## START Listed entries

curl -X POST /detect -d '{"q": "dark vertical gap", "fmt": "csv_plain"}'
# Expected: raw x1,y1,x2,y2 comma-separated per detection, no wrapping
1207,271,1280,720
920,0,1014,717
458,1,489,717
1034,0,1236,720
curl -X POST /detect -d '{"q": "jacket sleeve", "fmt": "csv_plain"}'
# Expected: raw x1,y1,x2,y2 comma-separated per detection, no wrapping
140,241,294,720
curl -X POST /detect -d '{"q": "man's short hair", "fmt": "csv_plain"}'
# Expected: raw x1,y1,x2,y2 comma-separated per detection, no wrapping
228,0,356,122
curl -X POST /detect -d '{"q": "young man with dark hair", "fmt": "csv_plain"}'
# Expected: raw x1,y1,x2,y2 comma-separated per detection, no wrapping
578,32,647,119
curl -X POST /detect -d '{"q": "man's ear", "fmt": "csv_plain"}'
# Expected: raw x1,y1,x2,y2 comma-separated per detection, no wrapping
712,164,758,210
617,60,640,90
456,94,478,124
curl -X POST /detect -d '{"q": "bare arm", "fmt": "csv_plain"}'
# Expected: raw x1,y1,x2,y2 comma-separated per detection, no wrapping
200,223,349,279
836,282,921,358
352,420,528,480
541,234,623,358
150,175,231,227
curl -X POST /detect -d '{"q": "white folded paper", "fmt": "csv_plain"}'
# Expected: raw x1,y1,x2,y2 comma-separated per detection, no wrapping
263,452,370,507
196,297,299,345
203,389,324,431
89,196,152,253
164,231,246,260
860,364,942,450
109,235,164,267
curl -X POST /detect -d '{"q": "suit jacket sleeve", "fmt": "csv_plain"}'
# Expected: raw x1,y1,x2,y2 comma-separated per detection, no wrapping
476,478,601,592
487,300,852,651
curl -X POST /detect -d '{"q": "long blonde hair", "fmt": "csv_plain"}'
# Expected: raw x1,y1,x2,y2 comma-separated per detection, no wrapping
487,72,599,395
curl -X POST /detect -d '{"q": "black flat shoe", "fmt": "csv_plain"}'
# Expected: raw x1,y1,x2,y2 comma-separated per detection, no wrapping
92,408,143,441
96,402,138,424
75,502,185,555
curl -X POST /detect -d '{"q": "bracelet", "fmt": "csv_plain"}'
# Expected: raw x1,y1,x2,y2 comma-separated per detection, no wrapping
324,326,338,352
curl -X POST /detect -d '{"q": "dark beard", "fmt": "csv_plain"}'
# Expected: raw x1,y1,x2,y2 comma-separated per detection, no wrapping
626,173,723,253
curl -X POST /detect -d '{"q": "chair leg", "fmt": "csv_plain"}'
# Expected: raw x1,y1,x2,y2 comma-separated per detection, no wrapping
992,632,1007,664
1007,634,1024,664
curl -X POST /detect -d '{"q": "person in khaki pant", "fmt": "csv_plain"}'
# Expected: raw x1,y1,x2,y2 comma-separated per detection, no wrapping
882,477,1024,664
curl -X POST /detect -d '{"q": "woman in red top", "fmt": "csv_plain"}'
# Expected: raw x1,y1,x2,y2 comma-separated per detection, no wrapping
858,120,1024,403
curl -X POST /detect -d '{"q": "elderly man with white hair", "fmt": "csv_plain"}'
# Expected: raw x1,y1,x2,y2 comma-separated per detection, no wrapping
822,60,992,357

## END Listed entries

__The exercise__:
From the start of the items through the line that holds "140,241,294,720", inclusive, add 30 to every bounding box coordinate. Give only those lines again, with the requests kept in.

__Exercise answer__:
curl -X POST /detect -d '{"q": "dark vertical gap", "fmt": "csv_plain"}'
# Expected: raw x1,y1,x2,y2 comma-separated per detection, no wrapping
1237,301,1310,750
950,30,1044,747
488,31,519,747
1064,30,1266,750
curl -X POST /detect -d '{"q": "jacket sleeve", "fmt": "csv_plain"}'
# Expected: raw x1,y1,x2,y2 comma-separated per detection, no wrapping
170,271,324,750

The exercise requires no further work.